■ **EXERCISE**
Nothing should be left out: output all of the entries exactly.

■ **Records from a data source**
>> Begin

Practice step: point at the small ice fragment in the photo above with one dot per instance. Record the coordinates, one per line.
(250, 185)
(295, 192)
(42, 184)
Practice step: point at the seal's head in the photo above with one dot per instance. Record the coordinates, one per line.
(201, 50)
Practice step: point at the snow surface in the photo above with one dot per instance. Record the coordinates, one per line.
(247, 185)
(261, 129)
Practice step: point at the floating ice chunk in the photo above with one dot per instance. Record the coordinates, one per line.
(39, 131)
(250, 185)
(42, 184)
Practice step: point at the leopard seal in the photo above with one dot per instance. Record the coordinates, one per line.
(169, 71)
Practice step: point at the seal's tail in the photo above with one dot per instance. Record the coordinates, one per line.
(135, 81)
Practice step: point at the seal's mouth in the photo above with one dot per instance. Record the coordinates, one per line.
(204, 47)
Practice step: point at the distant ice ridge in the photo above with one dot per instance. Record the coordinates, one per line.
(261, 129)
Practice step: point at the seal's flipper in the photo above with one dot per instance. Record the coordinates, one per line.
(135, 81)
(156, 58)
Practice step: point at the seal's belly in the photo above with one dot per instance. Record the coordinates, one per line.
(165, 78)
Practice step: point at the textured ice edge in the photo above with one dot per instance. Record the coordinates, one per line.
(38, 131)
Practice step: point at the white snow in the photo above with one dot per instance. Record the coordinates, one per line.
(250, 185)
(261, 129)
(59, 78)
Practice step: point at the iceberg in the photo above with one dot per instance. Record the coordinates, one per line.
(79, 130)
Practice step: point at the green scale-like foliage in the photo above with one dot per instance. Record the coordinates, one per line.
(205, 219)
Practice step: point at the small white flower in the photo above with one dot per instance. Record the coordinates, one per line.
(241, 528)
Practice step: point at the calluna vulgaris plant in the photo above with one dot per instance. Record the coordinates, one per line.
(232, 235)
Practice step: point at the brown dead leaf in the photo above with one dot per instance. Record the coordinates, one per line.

>> End

■ **RESULT OF THIS TASK**
Practice step: point at the small ice fragment in the photo above with one dot per instance. Record the coordinates, one per line.
(250, 185)
(295, 192)
(42, 184)
Practice step: point at the seal's head in the photo above with one dot per instance. Record the coordinates, one per line.
(201, 50)
Practice step: point at the snow surface in the photo above with one dot per instance. Record the coordinates, one per line.
(247, 185)
(261, 129)
Practice step: point at the floating ice chunk in the photo above with one dot per instance. Record the coordinates, one per line.
(39, 131)
(250, 185)
(42, 184)
Practice step: point at the leopard seal in the photo above with one dot per instance. Record the coordinates, one per line.
(169, 71)
Practice step: point at the seal's tail in the photo above with one dot per instance. Record the coordinates, one per line.
(135, 81)
Practice step: point at the seal's mouth in the photo above with one dot per instance. Record the coordinates, one per line.
(204, 47)
Practice step: point at the distant ice ridge in the photo above with one dot per instance. Record the coordinates, one per line.
(261, 129)
Practice step: point at the seal's flipper in the photo above with one dot per instance. Record the coordinates, one per line.
(135, 81)
(156, 58)
Practice step: point at the seal's belly in the photo above with one dot per instance. Record the coordinates, one per line.
(165, 78)
Practice step: point at the textured ice edge in the photo above with one dot per instance. Record the coordinates, one per line.
(38, 131)
Practice step: point at the white snow in the photo above with one dot per instance. Record the coordinates, one per line.
(250, 185)
(261, 129)
(59, 78)
Practice step: point at the iceberg in the photo above with one dot per instance. Record the coordinates, one per line.
(79, 130)
Practice step: point at the green scale-like foliage in the photo above with one dot per instance. Record the coordinates, one per line.
(205, 219)
Practice step: point at the small white flower in the photo above with one dot per instance. Record the coordinates, one per line.
(241, 528)
Practice step: point at the calluna vulgaris plant in the photo above with one dot per instance. Record the coordinates, one per line.
(232, 235)
Practice step: point at the brown dead leaf in the photo above with one dot per instance. Record the coordinates, one per line.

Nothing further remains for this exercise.